## [EXERCISE DETAILS]
What you produce should be every line from the data that includes "purple".

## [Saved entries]
──────────────────────────────
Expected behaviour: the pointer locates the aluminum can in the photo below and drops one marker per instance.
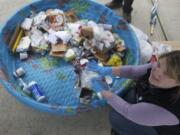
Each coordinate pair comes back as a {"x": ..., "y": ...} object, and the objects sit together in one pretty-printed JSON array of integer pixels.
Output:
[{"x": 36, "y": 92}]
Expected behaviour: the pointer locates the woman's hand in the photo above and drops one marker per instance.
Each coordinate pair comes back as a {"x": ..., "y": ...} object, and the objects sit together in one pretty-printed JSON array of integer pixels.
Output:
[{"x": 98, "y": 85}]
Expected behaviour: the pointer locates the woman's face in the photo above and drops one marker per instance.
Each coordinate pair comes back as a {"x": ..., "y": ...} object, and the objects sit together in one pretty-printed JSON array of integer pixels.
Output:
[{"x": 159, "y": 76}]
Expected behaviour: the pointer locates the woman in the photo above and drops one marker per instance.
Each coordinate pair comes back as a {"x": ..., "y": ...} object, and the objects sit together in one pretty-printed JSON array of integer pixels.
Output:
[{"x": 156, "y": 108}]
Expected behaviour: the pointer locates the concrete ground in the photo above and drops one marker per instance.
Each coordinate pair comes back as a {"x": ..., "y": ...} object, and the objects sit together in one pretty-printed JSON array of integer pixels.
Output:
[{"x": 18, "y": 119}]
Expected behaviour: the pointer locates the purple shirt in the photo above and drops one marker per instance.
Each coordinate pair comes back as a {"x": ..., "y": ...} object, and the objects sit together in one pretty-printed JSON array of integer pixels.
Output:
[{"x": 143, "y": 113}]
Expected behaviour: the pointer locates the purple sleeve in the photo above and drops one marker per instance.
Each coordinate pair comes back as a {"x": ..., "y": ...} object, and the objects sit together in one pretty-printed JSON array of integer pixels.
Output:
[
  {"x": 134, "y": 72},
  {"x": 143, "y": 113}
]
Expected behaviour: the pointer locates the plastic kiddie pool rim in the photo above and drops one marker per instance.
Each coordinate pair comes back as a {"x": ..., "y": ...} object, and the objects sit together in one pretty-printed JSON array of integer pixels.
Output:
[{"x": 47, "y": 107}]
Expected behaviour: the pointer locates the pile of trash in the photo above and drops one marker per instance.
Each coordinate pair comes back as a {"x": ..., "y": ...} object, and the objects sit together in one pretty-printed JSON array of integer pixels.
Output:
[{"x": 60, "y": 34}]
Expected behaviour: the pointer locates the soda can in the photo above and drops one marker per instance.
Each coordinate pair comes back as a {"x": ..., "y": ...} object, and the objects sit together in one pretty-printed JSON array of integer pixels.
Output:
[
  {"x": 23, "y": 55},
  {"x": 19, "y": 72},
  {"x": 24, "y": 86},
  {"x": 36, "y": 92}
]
──────────────────────────────
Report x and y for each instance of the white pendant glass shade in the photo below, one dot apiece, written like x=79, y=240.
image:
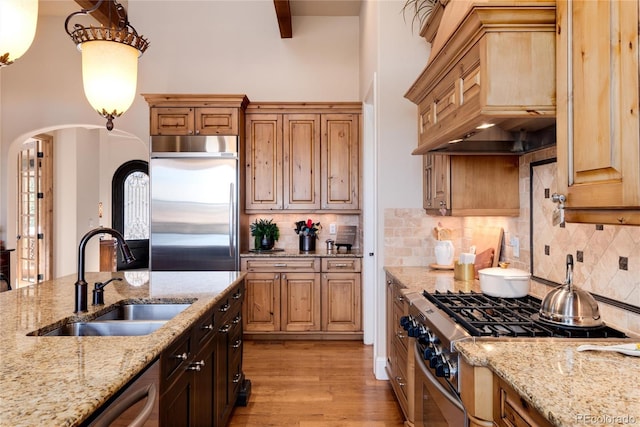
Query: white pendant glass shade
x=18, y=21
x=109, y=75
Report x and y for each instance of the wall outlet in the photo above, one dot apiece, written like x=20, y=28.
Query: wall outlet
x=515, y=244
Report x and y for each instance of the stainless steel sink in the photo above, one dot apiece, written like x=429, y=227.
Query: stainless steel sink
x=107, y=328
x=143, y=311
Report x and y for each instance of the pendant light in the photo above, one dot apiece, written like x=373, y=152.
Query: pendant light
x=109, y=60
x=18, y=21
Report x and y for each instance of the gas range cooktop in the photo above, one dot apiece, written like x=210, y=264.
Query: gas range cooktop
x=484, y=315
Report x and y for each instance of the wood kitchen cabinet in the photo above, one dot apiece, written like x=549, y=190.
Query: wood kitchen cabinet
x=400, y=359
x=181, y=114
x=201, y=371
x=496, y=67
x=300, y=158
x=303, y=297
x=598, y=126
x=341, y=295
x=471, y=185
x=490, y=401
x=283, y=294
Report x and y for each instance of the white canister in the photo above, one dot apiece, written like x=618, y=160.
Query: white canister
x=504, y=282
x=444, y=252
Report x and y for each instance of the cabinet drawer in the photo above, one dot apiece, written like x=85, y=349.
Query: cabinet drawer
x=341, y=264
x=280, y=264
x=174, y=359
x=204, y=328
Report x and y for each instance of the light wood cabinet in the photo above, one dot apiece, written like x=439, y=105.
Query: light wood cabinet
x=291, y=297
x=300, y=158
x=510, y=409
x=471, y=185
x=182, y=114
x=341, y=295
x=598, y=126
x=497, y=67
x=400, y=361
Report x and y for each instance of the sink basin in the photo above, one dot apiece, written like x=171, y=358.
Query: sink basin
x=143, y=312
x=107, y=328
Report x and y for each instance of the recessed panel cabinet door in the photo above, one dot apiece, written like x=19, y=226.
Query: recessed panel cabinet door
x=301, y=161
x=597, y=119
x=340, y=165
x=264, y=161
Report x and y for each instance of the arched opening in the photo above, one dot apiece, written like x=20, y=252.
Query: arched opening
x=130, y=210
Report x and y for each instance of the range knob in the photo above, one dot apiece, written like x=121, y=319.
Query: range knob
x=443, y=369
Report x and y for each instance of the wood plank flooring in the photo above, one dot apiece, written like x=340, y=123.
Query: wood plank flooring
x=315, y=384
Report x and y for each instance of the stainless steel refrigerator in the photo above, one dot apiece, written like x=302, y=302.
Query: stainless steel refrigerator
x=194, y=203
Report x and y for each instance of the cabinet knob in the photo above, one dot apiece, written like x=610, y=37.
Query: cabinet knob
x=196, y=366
──────────────────────────────
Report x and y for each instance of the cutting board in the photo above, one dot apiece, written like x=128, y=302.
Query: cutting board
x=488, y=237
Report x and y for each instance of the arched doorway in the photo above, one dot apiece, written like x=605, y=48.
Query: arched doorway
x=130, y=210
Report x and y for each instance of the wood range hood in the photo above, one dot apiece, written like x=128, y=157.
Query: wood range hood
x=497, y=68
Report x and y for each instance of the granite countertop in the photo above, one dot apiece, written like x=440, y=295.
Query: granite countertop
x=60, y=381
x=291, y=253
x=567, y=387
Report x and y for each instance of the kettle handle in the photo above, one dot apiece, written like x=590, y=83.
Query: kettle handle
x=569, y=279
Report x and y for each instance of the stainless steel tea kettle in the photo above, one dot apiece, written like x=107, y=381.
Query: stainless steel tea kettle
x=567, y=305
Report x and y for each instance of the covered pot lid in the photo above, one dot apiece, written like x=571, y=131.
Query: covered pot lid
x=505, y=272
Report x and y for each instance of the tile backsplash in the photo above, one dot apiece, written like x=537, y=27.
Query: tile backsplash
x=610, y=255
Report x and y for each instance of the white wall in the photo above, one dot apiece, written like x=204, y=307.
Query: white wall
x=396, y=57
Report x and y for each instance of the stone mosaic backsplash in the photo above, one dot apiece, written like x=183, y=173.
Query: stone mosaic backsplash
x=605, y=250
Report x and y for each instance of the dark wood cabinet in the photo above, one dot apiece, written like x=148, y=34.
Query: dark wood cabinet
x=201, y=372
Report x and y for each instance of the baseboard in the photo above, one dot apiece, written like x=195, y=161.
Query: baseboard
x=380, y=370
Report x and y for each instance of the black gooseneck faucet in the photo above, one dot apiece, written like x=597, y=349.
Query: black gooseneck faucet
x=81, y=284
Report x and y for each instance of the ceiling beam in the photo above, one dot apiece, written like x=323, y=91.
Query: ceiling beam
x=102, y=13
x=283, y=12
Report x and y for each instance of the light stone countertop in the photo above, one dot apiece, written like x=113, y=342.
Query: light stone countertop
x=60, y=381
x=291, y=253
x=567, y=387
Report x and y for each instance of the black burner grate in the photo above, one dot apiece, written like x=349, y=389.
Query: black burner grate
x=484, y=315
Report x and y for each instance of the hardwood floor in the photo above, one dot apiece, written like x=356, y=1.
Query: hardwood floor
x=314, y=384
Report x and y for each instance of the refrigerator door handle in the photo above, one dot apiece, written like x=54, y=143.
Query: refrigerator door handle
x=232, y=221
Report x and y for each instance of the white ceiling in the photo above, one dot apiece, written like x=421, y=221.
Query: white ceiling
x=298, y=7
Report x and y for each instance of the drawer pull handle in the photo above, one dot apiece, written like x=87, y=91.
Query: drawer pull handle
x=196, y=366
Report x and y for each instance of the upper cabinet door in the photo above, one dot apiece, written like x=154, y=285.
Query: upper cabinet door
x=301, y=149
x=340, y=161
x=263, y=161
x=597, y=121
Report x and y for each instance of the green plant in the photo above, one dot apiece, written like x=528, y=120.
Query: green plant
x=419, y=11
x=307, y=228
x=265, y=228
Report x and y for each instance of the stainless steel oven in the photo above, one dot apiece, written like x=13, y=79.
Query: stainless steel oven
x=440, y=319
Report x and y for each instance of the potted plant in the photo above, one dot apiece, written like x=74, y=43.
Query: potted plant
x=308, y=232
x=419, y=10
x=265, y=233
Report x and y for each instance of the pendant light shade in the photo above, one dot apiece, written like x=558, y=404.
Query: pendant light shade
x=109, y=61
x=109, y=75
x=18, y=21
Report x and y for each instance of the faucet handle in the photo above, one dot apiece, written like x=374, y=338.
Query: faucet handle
──────────────────────────────
## [RESULT FOR THIS EXERCISE]
Expected behaviour: the pointer locates the purple shirt in the photo above and drops one marker per instance.
Expected behaviour: the pointer locates the purple sleeve in the photo above and drops one marker per instance.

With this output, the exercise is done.